Start of Block

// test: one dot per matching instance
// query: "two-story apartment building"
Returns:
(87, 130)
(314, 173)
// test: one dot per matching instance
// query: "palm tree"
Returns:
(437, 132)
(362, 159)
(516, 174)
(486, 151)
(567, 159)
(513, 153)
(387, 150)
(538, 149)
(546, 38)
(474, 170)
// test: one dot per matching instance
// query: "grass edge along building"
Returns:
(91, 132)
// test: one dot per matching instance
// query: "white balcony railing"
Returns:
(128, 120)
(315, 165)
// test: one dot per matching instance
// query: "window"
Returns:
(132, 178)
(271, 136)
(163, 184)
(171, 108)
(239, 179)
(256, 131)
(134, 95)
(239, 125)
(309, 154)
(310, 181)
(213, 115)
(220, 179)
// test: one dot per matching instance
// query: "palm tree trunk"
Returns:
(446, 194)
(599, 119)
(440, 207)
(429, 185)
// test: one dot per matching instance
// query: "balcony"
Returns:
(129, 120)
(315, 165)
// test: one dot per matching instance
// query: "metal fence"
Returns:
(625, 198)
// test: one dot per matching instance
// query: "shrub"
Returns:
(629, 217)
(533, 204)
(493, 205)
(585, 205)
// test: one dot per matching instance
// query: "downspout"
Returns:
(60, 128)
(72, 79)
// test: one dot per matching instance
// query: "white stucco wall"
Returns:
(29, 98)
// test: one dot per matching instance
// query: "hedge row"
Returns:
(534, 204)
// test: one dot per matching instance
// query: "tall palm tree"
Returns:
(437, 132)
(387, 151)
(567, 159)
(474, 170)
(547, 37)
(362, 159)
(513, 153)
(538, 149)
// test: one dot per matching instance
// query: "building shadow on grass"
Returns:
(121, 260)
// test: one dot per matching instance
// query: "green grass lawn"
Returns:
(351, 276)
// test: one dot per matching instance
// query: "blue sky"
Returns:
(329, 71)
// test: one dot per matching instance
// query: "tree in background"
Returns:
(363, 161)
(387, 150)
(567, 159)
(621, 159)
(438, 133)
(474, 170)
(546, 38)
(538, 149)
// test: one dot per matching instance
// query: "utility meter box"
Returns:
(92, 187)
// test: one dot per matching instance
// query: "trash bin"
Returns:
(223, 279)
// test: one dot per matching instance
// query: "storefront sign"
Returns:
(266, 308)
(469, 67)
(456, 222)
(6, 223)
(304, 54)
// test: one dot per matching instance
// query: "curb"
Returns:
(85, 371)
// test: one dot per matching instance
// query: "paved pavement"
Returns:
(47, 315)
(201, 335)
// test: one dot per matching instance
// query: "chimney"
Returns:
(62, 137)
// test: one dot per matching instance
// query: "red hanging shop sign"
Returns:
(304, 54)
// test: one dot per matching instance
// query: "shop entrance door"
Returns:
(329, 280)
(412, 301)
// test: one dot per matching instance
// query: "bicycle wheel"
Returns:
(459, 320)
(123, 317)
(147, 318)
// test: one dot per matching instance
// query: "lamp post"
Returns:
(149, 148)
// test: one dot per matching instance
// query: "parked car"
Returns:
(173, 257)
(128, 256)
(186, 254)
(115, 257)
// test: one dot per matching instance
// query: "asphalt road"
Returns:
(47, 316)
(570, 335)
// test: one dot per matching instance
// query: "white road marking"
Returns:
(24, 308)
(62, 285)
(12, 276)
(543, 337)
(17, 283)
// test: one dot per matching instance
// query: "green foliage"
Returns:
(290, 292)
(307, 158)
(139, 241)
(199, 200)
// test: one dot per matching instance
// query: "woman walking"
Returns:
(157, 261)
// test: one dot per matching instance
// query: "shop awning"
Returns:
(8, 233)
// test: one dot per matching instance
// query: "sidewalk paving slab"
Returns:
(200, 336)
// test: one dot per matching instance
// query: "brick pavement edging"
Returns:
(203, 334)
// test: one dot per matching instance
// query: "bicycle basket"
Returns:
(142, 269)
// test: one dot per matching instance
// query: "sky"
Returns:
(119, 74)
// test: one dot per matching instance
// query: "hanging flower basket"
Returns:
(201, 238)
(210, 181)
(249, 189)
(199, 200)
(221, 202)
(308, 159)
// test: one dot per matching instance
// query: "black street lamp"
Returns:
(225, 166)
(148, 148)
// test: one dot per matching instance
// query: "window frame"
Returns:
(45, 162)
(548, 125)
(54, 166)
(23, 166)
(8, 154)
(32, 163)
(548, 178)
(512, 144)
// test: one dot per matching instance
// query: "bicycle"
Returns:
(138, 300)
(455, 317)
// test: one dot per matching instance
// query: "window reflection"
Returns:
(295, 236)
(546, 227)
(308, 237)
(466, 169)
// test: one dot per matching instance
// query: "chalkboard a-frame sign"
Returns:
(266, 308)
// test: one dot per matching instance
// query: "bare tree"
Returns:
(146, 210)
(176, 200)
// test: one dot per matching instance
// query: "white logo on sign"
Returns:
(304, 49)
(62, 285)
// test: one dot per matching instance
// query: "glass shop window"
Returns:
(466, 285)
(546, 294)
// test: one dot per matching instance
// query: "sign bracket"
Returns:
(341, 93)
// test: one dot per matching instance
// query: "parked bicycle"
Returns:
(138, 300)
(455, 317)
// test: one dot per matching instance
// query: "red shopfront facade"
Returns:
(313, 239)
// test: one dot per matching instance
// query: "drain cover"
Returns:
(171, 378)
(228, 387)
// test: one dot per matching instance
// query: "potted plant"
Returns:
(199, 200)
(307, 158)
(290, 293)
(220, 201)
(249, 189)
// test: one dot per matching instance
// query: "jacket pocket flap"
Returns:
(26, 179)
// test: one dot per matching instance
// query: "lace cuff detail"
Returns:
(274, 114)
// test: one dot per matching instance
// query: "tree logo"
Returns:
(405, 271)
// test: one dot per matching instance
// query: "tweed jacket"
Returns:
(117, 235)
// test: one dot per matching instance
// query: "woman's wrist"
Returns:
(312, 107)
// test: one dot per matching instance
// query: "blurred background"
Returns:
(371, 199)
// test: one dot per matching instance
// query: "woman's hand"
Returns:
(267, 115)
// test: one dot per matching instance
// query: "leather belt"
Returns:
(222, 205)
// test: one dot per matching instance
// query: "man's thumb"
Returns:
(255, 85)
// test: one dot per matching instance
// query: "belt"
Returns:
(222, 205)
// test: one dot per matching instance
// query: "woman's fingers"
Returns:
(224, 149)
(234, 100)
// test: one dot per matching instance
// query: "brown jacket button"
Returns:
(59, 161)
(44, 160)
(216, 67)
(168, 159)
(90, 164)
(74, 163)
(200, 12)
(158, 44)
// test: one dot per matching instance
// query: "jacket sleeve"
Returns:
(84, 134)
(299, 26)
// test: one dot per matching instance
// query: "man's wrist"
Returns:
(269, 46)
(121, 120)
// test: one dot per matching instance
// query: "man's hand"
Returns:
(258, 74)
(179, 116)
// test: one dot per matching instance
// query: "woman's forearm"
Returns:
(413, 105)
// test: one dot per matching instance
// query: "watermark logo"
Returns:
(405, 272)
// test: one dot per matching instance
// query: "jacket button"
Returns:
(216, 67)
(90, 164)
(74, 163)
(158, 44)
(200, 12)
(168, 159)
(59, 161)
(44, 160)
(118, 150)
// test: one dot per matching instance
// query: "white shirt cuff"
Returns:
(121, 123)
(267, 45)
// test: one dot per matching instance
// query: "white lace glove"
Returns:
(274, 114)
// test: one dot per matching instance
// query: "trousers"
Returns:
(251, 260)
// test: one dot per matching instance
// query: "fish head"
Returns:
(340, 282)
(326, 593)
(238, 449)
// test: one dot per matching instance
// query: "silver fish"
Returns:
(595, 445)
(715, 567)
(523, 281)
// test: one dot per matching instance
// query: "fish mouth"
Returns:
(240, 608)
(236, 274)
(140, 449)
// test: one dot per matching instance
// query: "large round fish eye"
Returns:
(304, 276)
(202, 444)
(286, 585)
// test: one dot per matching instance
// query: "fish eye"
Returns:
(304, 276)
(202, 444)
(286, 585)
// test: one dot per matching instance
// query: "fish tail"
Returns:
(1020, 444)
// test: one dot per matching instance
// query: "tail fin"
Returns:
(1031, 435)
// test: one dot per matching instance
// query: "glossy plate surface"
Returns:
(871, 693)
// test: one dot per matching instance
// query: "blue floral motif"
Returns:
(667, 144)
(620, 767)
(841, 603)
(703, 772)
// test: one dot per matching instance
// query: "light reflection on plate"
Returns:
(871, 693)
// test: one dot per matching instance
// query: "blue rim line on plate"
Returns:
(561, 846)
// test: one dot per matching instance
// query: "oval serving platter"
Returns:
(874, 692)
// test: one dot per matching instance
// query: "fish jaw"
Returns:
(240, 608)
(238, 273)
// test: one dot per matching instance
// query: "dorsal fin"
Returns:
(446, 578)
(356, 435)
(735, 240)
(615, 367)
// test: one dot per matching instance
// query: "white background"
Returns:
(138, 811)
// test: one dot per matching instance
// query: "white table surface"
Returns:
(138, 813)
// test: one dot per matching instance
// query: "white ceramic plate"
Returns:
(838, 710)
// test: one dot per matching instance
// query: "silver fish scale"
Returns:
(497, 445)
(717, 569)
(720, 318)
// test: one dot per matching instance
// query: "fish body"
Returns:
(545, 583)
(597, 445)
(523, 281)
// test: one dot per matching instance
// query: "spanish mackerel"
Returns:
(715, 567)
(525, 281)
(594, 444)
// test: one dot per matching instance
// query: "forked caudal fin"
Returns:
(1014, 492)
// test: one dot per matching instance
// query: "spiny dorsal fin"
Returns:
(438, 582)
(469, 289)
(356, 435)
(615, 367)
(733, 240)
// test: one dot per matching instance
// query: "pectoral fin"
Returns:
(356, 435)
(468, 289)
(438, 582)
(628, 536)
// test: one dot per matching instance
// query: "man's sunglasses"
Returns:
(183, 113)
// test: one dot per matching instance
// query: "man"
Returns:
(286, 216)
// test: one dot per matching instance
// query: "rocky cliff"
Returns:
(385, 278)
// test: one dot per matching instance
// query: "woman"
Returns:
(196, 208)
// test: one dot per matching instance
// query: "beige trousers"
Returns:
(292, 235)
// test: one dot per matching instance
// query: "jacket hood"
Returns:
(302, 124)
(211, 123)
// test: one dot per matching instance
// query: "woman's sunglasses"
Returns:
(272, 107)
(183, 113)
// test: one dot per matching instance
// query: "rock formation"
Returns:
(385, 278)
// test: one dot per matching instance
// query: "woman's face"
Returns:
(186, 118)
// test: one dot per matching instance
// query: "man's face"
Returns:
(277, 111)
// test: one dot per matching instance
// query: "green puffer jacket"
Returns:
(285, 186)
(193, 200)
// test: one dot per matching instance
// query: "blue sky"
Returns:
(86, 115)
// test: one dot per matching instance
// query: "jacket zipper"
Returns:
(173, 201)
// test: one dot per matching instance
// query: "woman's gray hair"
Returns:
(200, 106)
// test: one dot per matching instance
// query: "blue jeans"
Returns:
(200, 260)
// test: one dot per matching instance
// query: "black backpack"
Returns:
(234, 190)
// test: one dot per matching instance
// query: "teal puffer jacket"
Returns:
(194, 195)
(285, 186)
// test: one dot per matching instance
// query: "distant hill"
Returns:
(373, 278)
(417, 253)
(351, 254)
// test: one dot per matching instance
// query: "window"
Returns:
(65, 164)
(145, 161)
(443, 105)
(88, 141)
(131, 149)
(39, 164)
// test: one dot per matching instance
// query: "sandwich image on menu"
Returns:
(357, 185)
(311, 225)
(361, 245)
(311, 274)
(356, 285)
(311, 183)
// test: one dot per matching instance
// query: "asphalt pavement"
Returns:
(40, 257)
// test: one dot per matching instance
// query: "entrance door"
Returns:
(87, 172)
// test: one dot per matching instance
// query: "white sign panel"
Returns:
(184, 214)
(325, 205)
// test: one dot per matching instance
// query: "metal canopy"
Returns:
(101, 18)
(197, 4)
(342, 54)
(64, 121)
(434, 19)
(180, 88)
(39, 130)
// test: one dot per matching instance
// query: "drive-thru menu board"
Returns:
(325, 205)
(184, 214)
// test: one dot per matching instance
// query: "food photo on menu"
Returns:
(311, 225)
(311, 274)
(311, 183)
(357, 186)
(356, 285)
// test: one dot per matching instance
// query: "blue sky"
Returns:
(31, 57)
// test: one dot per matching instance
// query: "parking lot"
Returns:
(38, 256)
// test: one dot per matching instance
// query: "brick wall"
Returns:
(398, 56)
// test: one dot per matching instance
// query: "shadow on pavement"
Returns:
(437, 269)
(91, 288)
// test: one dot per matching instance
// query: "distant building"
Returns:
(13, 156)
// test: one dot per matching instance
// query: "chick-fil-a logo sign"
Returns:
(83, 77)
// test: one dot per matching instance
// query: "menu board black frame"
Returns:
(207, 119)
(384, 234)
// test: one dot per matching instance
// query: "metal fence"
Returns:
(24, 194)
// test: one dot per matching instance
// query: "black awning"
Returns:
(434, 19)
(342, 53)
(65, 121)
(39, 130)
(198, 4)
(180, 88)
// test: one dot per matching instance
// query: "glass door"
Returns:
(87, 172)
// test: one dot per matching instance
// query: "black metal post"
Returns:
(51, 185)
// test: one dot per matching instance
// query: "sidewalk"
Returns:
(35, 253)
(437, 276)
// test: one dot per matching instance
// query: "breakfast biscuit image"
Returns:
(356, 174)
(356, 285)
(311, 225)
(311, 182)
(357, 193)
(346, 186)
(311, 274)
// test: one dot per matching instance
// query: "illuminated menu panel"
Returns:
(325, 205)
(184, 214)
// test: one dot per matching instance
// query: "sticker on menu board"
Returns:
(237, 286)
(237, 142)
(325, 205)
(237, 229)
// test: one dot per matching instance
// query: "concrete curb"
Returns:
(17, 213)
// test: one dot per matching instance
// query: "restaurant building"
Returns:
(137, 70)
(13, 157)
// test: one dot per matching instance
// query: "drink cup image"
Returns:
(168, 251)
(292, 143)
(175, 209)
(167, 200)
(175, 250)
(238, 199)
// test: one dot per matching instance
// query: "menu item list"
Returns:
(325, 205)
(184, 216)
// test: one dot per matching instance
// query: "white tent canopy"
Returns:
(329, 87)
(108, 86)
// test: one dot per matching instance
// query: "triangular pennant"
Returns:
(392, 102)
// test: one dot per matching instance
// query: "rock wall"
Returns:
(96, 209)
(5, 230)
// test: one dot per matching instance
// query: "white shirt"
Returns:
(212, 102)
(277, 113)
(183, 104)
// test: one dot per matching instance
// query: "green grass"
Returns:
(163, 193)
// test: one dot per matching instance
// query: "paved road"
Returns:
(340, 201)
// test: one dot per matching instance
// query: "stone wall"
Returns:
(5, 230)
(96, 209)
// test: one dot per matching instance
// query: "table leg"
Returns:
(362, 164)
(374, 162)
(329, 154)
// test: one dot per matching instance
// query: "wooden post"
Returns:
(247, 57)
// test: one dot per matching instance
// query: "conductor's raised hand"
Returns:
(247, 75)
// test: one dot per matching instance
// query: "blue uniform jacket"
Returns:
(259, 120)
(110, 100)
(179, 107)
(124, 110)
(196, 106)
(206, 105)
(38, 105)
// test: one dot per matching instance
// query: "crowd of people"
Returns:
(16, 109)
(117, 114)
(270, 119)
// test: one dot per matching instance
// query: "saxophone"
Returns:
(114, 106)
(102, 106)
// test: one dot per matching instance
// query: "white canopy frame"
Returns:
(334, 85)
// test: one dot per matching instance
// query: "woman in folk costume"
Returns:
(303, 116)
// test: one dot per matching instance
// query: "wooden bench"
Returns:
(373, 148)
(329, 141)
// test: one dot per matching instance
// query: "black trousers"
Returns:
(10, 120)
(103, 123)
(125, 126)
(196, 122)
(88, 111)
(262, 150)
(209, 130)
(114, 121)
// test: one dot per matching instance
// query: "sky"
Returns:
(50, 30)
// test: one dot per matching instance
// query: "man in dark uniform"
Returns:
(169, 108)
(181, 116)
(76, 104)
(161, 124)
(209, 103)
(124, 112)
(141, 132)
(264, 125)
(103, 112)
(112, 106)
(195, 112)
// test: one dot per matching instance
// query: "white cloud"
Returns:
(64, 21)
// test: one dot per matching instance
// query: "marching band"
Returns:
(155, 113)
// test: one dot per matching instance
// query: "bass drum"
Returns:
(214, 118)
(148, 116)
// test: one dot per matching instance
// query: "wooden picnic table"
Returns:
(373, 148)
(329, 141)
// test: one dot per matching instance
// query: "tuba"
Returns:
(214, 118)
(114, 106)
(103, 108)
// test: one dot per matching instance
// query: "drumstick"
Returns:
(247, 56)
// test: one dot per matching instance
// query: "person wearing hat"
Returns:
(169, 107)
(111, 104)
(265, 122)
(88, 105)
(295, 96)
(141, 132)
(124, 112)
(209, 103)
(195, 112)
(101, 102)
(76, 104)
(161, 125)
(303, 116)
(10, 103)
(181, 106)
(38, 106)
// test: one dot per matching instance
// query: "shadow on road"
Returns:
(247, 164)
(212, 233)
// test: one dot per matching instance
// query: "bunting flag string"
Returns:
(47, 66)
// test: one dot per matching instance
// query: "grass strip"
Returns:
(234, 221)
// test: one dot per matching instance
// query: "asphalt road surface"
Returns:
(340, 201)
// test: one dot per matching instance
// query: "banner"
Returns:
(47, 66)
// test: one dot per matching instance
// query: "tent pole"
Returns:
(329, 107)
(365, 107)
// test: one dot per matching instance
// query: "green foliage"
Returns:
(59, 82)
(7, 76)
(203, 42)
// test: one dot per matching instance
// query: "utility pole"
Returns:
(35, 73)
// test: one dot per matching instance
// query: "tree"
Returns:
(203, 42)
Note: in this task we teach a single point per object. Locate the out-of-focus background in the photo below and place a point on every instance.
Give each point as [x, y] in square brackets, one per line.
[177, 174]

End of Block

- [Aim of the task] Only the lines containing "wall" are needed; pull them out of the listing.

- [Answer to the exercise]
// query: "white stucco wall"
// query: "brick wall"
// query: "rock wall"
// query: "stone wall"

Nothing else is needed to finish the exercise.